◆ **DATASET ENTRIES**
=== Begin Enclosure ===
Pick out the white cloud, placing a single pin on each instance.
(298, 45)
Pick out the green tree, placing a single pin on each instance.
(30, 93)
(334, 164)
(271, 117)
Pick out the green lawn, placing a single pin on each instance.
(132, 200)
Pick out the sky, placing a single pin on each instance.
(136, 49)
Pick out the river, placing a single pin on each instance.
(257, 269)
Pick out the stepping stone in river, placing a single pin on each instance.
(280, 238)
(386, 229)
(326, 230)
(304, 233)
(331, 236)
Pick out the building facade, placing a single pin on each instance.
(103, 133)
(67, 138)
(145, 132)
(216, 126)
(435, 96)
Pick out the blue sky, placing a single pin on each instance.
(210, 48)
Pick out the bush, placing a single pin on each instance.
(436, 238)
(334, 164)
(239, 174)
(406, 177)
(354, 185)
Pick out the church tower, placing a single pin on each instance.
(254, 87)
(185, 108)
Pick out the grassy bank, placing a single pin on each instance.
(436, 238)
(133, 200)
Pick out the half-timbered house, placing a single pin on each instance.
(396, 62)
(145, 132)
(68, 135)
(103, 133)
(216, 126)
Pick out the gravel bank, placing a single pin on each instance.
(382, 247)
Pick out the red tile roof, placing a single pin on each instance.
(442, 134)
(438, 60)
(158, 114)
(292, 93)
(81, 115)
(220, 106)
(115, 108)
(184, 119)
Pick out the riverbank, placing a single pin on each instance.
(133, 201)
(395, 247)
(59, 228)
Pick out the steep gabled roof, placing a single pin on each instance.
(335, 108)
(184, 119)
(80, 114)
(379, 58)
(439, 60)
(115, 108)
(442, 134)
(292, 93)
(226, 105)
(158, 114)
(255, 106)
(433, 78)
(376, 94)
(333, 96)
=== End Enclosure ===
Print the whole listing again, exactly.

◆ **WRITTEN ANSWER**
Pick out the white cloud, placing a single pin on each instance.
(298, 45)
Pick out the green tree, placing a single pin on each instance.
(30, 93)
(334, 164)
(271, 117)
Pick out the green lawn, placing a single pin on each instance.
(132, 200)
Pick out the sky, placing a single pin on each instance.
(136, 49)
Pick out the river, placing a single pin on each instance.
(257, 269)
Pick out the stepping stone in river, placing a single pin on each instance.
(280, 238)
(386, 229)
(326, 230)
(304, 233)
(331, 236)
Pick out the building facade, placing a single pin on each instance.
(103, 133)
(67, 138)
(145, 132)
(216, 126)
(435, 96)
Pick out the blue sky, placing a single pin on each instance.
(210, 48)
Pick out the bush, placing a single pin on each instance.
(436, 238)
(334, 164)
(239, 174)
(406, 177)
(354, 185)
Pick out the church tower, placing a single pin on each instance.
(254, 87)
(185, 108)
Pick out the grassy bank, placing a single pin on each instance.
(436, 238)
(133, 200)
Pick out the half-timbered house, placing a single pin on each instance.
(396, 62)
(145, 132)
(68, 135)
(103, 133)
(216, 126)
Pick out the gravel bank, placing a single pin on each instance.
(382, 247)
Pick out the red tile roof, placing a single pin on each instance.
(442, 134)
(438, 60)
(158, 114)
(292, 93)
(81, 115)
(220, 106)
(115, 108)
(184, 119)
Pick out the riverbank, placing a single pin on each instance.
(133, 201)
(395, 247)
(59, 228)
Pick out the steep gabled roof, placing a single pin on each instance.
(335, 108)
(184, 119)
(80, 114)
(379, 58)
(439, 60)
(115, 108)
(442, 134)
(292, 93)
(226, 105)
(158, 114)
(255, 106)
(433, 78)
(376, 94)
(333, 96)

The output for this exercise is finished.